Task prompt: Update the listing below by changing "Give the mask of the" to "Return the mask of the" everywhere it occurs, leaving everything else unchanged.

Lines of data:
* * *
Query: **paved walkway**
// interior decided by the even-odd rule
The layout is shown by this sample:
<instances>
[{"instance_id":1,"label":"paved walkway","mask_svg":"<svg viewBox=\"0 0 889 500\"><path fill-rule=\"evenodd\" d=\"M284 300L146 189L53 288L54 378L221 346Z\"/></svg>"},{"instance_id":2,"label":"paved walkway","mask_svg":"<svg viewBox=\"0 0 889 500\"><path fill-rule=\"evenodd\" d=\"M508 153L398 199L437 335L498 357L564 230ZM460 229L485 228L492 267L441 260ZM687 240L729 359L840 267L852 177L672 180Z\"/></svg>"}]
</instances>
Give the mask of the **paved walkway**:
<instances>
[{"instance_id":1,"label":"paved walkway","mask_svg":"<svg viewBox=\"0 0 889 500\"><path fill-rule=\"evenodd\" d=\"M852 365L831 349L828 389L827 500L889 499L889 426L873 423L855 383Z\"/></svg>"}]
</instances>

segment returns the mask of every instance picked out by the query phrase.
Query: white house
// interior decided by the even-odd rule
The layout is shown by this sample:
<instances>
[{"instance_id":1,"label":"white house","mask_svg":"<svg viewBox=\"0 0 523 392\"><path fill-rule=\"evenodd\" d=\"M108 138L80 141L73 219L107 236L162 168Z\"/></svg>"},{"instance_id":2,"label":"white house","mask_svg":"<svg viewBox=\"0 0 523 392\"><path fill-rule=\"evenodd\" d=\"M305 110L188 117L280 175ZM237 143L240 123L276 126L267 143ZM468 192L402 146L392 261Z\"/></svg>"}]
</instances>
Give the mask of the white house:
* * *
Response:
Query: **paved walkway**
// interior decided by the even-odd rule
The layout is shown by this sample:
<instances>
[{"instance_id":1,"label":"paved walkway","mask_svg":"<svg viewBox=\"0 0 889 500\"><path fill-rule=\"evenodd\" d=\"M284 300L146 189L53 288L54 378L221 346Z\"/></svg>"},{"instance_id":2,"label":"paved walkway","mask_svg":"<svg viewBox=\"0 0 889 500\"><path fill-rule=\"evenodd\" d=\"M508 153L398 199L437 335L498 357L564 230ZM460 229L485 228L492 267L441 260ZM687 240L729 359L840 267L852 177L672 180Z\"/></svg>"}]
</instances>
Return the mask of the **paved walkway**:
<instances>
[{"instance_id":1,"label":"paved walkway","mask_svg":"<svg viewBox=\"0 0 889 500\"><path fill-rule=\"evenodd\" d=\"M852 365L831 349L828 389L827 500L889 499L889 426L873 423L855 383Z\"/></svg>"}]
</instances>

segment returns the mask of every instance picked out by the query phrase.
Query: white house
// interior decided by the even-odd rule
The layout is shown by this sample:
<instances>
[{"instance_id":1,"label":"white house","mask_svg":"<svg viewBox=\"0 0 523 392\"><path fill-rule=\"evenodd\" d=\"M108 138L80 141L73 219L107 236L162 168Z\"/></svg>"},{"instance_id":2,"label":"white house","mask_svg":"<svg viewBox=\"0 0 523 392\"><path fill-rule=\"evenodd\" d=\"M305 110L188 117L280 175ZM237 143L240 123L276 126L267 143ZM468 192L402 146L392 261Z\"/></svg>"}]
</instances>
Return the mask of the white house:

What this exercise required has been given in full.